J’arrive à un autre des arrêtés dont on a parlé, c’est celui du roi Guillaume, qui augmente les traitements de plusieurs fonctionnaires, et entre autres, des archevêques et évêques ; j’ai déjà dit que cet arrêté ne prouve rien, puisqu’un arrêté ne peut déroger à une loi ; on m’objecte que l’arrêté du roi Guillaume n’a donné lieu à aucune réclamation, je ne sais pas ce que cela prouve ; je conçois fort bien que ceux dont on augmentait les appointements n’aient pas été d’objections contre une semblable mesure ; je n’ai pas à m’en occuper ; d’ailleurs, des raisons pour lesquelles l’arrêté du roi Guillaume n’a pas été attaqué, il suffit que cet arrêté ne pouvait pas déroger à une loi.

Je parlerai maintenant de l’arrêté du régent, et cet arrêté que l’on invoque contre nous, je vais encore une fois le rétorquer contre nos adversaires. Qu’est-ce que le régent a fait en 1831 ? Le régent a vu qu’il y avait un abus, et que dans les circonstances où se trouvait le pays, il fallait revenir à une juste modération ; il s’est rapproché de la loi organique et il a eu parfaitement raison ; personne n’avait d’objections à lui faire, puisqu’il rentrait autant que possible dans la légalité.

**EXTRAIT SOURCE**
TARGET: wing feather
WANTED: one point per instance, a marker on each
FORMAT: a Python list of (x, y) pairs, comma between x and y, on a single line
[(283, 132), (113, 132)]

**VOS CONSIGNES**
Reprenez mot pour mot l’intégralité du passage sur les arrêtés du roi Guillaume et du régent. La liste constitue un matériau à part.

**RÉPONSE À L’EXERCICE**
J’arrive à un autre des arrêtés dont on a parlé, c’est celui du roi Guillaume, qui augmente les traitements de plusieurs fonctionnaires, et entre autres, des archevêques et évêques ; j’ai déjà dit que cet arrêté ne prouve rien, puisqu’un arrêté ne peut déroger à une loi ; on m’objecte que l’arrêté du roi Guillaume n’a donné lieu à aucune réclamation, je ne sais pas ce que cela prouve ; je conçois fort bien que ceux dont on augmentait les appointements n’aient pas été d’objections contre une semblable mesure ; je n’ai pas à m’en occuper ; d’ailleurs, des raisons pour lesquelles l’arrêté du roi Guillaume n’a pas été attaqué, il suffit que cet arrêté ne pouvait pas déroger à une loi.

Je parlerai maintenant de l’arrêté du régent, et cet arrêté que l’on invoque contre nous, je vais encore une fois le rétorquer contre nos adversaires. Qu’est-ce que le régent a fait en 1831 ? Le régent a vu qu’il y avait un abus, et que dans les circonstances où se trouvait le pays, il fallait revenir à une juste modération ; il s’est rapproché de la loi organique et il a eu parfaitement raison ; personne n’avait d’objections à lui faire, puisqu’il rentrait autant que possible dans la légalité.